* start TASK DATA *

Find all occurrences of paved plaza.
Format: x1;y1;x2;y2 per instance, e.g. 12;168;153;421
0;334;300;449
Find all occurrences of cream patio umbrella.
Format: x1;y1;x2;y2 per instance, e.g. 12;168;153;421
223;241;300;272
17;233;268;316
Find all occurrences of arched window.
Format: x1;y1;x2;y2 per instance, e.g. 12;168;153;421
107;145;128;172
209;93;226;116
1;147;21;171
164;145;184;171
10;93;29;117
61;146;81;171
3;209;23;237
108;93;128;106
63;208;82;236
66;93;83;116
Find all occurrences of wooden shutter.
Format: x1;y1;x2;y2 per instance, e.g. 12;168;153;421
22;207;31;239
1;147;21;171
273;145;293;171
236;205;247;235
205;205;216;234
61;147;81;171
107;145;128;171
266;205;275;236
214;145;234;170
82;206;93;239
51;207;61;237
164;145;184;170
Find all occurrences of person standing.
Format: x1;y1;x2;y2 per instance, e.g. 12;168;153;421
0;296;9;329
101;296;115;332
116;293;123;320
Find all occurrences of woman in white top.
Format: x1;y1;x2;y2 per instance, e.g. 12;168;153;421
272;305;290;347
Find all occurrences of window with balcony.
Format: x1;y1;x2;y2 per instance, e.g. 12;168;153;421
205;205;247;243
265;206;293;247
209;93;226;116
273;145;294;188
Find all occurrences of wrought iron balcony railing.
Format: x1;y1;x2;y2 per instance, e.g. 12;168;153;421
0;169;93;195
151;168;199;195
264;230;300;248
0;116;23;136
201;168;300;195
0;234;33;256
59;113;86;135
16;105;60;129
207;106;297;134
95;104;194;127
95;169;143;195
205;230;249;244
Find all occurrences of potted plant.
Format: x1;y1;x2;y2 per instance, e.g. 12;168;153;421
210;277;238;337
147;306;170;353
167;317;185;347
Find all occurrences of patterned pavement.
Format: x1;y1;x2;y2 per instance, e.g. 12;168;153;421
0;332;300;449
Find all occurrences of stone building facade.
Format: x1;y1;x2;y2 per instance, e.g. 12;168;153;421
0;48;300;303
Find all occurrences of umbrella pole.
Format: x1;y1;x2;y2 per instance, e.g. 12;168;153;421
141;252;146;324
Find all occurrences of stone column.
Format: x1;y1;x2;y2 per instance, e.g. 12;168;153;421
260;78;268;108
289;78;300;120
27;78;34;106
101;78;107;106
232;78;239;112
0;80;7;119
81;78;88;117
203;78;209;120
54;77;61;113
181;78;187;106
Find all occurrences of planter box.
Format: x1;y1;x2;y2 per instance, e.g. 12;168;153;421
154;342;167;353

* end TASK DATA *

### TASK REQUIREMENTS
Scale the entries from the line containing "Find all occurrences of planter box." through the end of the entries, writing every line again with the requests included. Multiply each bounding-box coordinate in the answers by 2.25 and round to whole numbers, with halves rounding up, but leave the numbers in the requests and their format samples unchanged.

### RESULT FOR THIS TASK
Find all occurrences of planter box.
Format: x1;y1;x2;y2 per instance, e.g. 12;168;153;421
347;770;376;794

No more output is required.